Source information: Begin

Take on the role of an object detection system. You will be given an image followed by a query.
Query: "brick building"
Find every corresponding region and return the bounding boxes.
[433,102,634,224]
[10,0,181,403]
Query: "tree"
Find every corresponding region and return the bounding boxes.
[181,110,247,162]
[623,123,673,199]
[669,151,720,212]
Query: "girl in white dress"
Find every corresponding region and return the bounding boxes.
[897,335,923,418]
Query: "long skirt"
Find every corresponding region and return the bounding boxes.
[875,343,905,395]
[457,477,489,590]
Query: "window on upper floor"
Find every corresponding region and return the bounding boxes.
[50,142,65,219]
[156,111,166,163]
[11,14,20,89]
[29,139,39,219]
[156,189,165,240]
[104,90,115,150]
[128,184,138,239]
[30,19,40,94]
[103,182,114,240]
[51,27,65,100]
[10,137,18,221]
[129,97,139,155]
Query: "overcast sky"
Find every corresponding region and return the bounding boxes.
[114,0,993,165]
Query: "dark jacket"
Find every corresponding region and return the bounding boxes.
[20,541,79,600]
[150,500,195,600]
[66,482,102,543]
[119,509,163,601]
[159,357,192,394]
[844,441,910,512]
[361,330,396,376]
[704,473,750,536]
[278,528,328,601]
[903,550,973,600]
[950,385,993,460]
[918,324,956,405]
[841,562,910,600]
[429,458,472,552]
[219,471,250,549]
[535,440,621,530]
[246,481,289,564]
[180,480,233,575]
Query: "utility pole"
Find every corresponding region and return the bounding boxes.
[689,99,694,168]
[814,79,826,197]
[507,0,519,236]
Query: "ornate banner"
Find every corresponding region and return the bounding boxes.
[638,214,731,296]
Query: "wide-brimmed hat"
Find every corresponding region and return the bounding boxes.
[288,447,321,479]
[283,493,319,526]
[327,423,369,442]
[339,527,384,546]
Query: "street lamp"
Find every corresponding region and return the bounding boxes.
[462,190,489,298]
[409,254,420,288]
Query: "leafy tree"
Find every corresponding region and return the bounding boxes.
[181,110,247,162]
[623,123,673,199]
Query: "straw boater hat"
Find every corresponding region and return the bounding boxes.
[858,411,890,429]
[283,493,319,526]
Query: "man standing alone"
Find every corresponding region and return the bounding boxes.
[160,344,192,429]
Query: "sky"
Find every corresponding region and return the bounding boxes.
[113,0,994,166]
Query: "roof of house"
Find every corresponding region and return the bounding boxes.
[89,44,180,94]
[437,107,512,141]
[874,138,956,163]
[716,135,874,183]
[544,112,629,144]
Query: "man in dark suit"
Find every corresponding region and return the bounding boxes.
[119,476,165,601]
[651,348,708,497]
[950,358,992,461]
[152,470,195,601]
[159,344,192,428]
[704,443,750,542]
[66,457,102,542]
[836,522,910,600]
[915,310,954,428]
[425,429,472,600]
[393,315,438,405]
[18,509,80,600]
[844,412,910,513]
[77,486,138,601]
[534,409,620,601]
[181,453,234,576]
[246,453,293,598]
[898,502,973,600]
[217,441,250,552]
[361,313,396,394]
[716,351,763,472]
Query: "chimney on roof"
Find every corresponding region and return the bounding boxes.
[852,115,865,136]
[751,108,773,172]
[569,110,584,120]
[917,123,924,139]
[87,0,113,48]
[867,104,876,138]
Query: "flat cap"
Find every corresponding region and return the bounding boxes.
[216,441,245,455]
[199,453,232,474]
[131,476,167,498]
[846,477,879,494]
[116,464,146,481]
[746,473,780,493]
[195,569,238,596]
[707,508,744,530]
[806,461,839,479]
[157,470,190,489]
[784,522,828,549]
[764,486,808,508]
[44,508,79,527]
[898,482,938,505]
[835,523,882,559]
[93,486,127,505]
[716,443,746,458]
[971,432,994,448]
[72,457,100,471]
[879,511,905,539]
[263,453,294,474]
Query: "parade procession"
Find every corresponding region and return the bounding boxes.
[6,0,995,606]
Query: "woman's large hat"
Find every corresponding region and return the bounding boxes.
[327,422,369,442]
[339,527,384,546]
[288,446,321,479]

Source information: End

Goal of the exercise: Please say how many lines in the records above contain the word "roof". Give the number alone.

Finished exercise: 2